◆ **REQUIRED WORK**
Report every line in the listing below that contains the word "cherry", copying each such line in full.

===== STORED ROWS

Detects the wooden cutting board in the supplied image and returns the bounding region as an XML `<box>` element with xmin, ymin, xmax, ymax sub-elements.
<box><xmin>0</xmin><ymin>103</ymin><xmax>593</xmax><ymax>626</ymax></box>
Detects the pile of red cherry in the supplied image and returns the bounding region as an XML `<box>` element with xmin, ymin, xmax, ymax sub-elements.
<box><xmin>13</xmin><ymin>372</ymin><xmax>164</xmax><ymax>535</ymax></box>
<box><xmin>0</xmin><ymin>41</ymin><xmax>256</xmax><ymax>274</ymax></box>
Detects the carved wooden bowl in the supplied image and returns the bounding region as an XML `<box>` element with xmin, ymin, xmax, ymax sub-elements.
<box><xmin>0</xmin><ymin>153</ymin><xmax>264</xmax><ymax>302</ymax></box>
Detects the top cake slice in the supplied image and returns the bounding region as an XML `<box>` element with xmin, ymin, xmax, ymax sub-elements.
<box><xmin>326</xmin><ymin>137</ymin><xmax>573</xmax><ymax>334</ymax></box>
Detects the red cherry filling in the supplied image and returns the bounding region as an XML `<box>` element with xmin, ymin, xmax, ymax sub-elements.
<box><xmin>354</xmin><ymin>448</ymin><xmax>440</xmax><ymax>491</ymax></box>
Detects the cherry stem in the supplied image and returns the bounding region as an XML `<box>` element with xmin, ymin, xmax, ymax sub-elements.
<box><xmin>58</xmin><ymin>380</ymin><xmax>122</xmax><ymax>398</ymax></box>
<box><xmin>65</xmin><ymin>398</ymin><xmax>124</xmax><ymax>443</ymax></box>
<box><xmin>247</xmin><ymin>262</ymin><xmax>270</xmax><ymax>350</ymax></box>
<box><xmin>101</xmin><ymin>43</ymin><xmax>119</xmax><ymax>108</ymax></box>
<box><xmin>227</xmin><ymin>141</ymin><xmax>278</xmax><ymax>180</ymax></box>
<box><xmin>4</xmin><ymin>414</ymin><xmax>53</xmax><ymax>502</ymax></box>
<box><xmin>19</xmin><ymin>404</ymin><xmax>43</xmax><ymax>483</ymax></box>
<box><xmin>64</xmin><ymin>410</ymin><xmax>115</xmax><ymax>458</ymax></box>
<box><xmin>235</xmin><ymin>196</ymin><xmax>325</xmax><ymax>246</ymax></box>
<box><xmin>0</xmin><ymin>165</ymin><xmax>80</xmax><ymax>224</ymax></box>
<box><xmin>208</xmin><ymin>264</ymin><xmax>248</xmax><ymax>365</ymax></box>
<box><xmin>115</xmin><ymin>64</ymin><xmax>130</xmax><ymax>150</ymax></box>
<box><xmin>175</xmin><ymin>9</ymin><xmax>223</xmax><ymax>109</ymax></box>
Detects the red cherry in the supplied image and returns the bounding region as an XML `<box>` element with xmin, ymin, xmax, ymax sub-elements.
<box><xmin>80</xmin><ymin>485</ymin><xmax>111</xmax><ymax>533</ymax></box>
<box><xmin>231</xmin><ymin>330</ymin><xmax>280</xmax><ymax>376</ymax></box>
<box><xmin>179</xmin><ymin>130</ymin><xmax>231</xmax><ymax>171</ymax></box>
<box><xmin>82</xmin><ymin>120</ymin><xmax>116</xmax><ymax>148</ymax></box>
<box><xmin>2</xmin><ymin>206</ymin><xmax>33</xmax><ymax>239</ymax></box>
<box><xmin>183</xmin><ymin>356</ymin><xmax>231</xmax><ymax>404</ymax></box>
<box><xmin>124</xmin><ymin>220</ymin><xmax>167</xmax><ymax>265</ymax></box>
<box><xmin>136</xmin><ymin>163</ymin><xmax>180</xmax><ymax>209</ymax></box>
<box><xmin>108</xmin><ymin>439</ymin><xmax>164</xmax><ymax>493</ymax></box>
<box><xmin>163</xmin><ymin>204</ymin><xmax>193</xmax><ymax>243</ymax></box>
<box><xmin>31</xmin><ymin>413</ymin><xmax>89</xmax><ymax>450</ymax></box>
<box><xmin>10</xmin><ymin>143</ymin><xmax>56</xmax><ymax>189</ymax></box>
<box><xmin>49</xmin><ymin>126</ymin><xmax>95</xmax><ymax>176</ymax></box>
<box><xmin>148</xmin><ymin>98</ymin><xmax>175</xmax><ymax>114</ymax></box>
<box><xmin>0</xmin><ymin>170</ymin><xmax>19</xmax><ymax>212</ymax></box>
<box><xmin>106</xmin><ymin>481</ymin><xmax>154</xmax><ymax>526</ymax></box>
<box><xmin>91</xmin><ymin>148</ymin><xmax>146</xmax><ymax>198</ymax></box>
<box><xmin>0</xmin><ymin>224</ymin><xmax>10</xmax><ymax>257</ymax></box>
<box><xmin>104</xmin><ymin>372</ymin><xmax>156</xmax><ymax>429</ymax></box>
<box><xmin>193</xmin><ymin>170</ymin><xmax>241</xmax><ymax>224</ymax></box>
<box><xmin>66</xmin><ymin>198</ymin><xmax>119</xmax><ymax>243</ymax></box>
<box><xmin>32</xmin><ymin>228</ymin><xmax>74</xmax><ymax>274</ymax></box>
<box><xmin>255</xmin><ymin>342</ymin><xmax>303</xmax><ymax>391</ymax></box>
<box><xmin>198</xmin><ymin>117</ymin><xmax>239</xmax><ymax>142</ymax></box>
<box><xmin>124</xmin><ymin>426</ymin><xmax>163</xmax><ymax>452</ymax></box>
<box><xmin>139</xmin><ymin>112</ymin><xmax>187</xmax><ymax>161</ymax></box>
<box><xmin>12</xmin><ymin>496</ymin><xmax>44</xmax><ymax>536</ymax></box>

==========

◆ **SOLVED PROBLEM**
Detects the pile of red cherry in the supplied image and returns the bounding region as an XML `<box>` element with xmin, ymin, xmax, ymax sub-elements.
Detects the red cherry filling in the supplied image and returns the bounding region as an XML `<box>` element with xmin, ymin, xmax, ymax sub-elements.
Detects the cherry stem in the supplied image and returns the bounding region as an XML `<box>` element with xmin, ymin, xmax, ymax sub-elements.
Detects the red cherry in the supplied image and returns the bounding region as an XML `<box>` element with xmin, ymin, xmax, ymax sub-elements.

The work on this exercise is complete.